Exercise goal: Could you please output all of the data exactly, without the images?

[Supplied data — start]

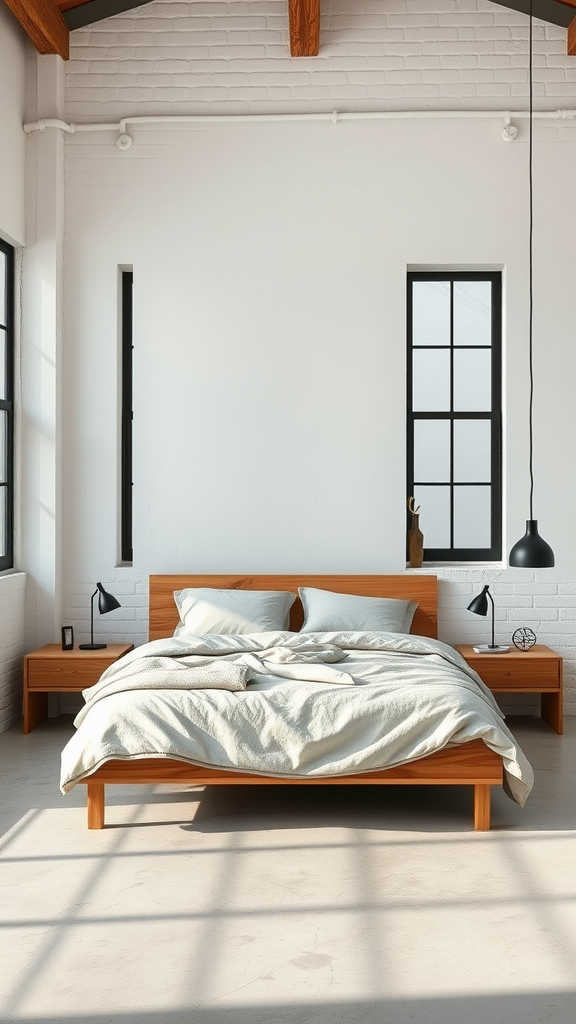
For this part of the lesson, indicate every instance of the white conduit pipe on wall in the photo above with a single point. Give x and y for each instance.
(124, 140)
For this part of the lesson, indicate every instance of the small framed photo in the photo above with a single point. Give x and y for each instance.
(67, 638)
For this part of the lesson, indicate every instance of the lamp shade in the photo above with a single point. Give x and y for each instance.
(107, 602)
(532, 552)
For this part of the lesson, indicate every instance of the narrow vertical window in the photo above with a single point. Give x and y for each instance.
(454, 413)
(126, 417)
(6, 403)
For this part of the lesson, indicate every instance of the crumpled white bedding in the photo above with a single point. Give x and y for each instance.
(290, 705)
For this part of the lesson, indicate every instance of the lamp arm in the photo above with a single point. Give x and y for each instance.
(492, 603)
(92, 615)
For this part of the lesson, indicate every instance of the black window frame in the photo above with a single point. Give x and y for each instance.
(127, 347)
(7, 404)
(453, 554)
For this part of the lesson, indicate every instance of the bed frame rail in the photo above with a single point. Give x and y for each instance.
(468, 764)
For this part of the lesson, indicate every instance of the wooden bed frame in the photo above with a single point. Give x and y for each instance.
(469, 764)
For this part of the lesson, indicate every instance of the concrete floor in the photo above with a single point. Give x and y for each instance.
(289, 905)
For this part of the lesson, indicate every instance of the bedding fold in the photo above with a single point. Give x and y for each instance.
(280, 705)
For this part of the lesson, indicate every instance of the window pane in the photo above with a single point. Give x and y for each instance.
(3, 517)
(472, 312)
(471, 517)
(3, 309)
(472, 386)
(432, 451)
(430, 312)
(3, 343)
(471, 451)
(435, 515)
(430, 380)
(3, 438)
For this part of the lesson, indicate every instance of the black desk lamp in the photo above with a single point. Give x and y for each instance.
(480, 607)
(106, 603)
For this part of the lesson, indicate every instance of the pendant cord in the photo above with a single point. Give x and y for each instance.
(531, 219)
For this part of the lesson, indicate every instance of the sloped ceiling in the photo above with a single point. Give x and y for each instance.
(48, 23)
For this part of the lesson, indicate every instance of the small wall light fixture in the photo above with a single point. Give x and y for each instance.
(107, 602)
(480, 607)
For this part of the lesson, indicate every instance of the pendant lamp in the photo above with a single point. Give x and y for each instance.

[Supplied data — finish]

Solution to this task:
For this part of the lesson, indicate every instance of the white conduit pipe on wall in the photo above with a single point. Give x and y for each instance.
(124, 140)
For this part of the lesson, indicate every instance of the small framed photo in the photo above with a single point. Give x and y for each instance.
(67, 638)
For this part of the lesson, indicate every instance of the lamp shade in the photo above with a single point. Give x and y for each instance.
(107, 602)
(532, 552)
For this part of the lesson, indicate every instance of the narrow vertical window in the photo above with a single point. Give x and y for each instance.
(454, 413)
(126, 417)
(6, 403)
For this part of the lesson, indicate every instance of the crumpled white bedding in the photo above with a single point. Give x and y for each instance.
(290, 705)
For this part of the lesson, indicate every instance of the lamp arm in the photo above with a single point. Give x and y for each instance.
(492, 603)
(92, 615)
For this part of the lesson, indicate every instance of the black window frame in the photo above with a single point. Give x and y for each instance.
(127, 347)
(7, 404)
(453, 554)
For this part of the lesson, indicate every instance of the bed frame rail in the photo above with a single point. Give x and y for each instance.
(468, 764)
For this part of the lesson, indicate every instance of the wooden bed frame in the photo above with a single point. Give x and y for each instance.
(469, 764)
For this part of the lesson, indicate every instance of the concrete floor in the photo above with a single point. Give x and y for each instance.
(289, 905)
For this part of the lesson, indicate every instance of the bedding fold in the photo above with a single point. Give x and y for each instance.
(280, 705)
For this part of the lesson, indicate every instance of the window pane in the photo above with a single point. Give x and y for each instance.
(3, 517)
(472, 312)
(471, 517)
(3, 309)
(472, 386)
(432, 451)
(430, 312)
(3, 343)
(471, 451)
(435, 515)
(430, 380)
(3, 438)
For this part of the lesson, indicate every instance of the black desk lamp in the photo above with a single point. Give x and y for each instance.
(480, 607)
(106, 603)
For this part of the lesson, indicate every instance of the pendant cord in the photo above with a single point. Give x and y for each instance.
(531, 219)
For this part of the lesson, indicate every instance of the sloped ceiling in the photo above with a single point. Give x and y for each instance.
(48, 23)
For this part of the lesson, indicate every instance of the small wall light fixture in the photo above with a single point. Give x and y for each instance.
(107, 602)
(480, 607)
For this part of the lesson, indicate every instance of the pendant lamp in the photo above with a single point. Give x and y for each instance.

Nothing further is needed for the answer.